Pero era insostenible vital y económicamente. Pasaba dos-tres días consumiendo y sin dormir, y uno durmiendo. Y vuelta a empezar. Comprendí que mi límite eran cuatro días sin dormir. Cuando alcancé el cuarto día empecé a escuchar una voz en mi cabeza (que era la mía propia). Hablaba en voz alta con lo que otra voz en mi cabeza me decía. No es que fuera una experiencia desagradable, pero comprendo que llegar a eso es jugar con fuego de verdad. El remate final fue bastante vergonzoso. Mientras estaba pintando las rayas con una tarjeta hablaba conmigo misma a la vez. No sé de qué, imagino que nada importante. Tal era mi estado que cuando fui a esnifar una de las rayas quise (¿o mi voz interior?) hacerlo con la tarjeta… La persona con la que estaba en aquél momento había presenciado en silencio mi extraño diálogo. Desde su perspectiva, estaba viendo una persona que hablaba sola aunque pareciera que hablara a “alguien”. El espectáculo, desde luego, es digno de contemplación. Estupefacto, se mantuvo callado hasta mi lamentable escena con la tarjeta y la raya. Ahí ya sí, reaccionó, “¿Pero qué haces?”. No sabía ni lo que hacía, fue automático. También tuvo su gracia, días después me pude reír de aquella tontería. Ahora mismo puedo reírme de mí misma. Gracioso a la par que lamentable. Quiero insistir en esto: mi situación era lamentable, vergonzosa, miserable. Realizo este énfasis porque nunca se sabe quién puede leer esto y puede que, de casualidad, alguien encuentre utilidad en esta descripción. Nunca diré “¡No os droguéis niños, que es malo!”. Yo me limito a compartir parte de mi experiencia y que cada uno la recoja como pueda… o quiera.

• • • • • • •

Indique si cada afirmación concuerda con el pasaje de origen, con un sí o un no y la cita literal de las palabras que lo deciden. (a) Quien narra llegó a pasar cuatro días sin dormir. (b) La persona que acompañaba a quien narra intervino desde el comienzo del diálogo. (c) Quien narra advierte a los niños que no se droguen.

• • • • • • •

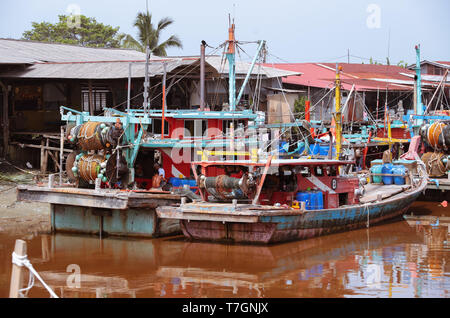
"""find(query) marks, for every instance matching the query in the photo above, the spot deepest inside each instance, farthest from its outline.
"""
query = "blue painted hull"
(297, 226)
(138, 222)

• • • • • • •

◆ **Resultado del ejercicio**:
(a) Sí: «Cuando alcancé el cuarto día empecé a escuchar una voz en mi cabeza».
(b) No: «Estupefacto, se mantuvo callado hasta mi lamentable escena con la tarjeta y la raya».
(c) No: «Nunca diré “¡No os droguéis niños, que es malo!”».